▶ **Requirement**
If a line of the material contains "long", copy it.
(Provided data Opens)
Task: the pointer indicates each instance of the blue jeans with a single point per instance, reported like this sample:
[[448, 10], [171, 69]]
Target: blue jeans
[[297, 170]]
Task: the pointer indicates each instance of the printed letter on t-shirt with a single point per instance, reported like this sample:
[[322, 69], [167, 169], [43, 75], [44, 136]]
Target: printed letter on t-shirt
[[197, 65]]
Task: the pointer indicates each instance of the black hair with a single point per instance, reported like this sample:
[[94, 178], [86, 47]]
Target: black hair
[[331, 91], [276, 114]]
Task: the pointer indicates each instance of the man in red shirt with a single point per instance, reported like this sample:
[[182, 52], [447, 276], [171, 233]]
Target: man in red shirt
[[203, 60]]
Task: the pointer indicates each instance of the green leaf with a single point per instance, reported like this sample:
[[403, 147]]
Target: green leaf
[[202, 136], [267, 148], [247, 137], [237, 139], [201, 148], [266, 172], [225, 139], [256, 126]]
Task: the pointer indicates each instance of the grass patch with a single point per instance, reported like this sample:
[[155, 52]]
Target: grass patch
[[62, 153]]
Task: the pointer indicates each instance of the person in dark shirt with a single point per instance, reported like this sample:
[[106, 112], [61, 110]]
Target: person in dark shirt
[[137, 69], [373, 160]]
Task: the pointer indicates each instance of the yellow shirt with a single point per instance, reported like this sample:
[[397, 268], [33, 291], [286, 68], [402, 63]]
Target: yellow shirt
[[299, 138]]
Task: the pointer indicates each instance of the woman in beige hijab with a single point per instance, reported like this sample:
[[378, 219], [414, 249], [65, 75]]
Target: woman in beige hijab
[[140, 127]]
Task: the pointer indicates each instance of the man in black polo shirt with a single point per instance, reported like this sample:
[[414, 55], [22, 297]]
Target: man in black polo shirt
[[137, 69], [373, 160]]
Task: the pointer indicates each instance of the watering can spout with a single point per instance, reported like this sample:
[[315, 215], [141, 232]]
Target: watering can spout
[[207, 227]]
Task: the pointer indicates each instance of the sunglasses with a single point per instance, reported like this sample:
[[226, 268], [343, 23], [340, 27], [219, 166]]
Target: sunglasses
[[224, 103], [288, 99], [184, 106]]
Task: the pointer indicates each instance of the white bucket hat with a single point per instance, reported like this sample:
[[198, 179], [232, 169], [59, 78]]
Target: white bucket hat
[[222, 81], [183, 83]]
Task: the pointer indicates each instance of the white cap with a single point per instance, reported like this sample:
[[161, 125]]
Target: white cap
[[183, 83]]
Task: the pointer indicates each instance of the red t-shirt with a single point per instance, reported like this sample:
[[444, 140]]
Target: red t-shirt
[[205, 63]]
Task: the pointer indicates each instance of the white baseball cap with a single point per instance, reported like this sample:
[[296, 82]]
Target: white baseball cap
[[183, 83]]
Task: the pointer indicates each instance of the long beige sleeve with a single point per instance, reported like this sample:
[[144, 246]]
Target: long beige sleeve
(Provided data Closes)
▶ **Output of the task**
Task: the pointer indicates each instance of the long beige sleeve with a single point per instance, reported like this sample:
Target: long beige sleeve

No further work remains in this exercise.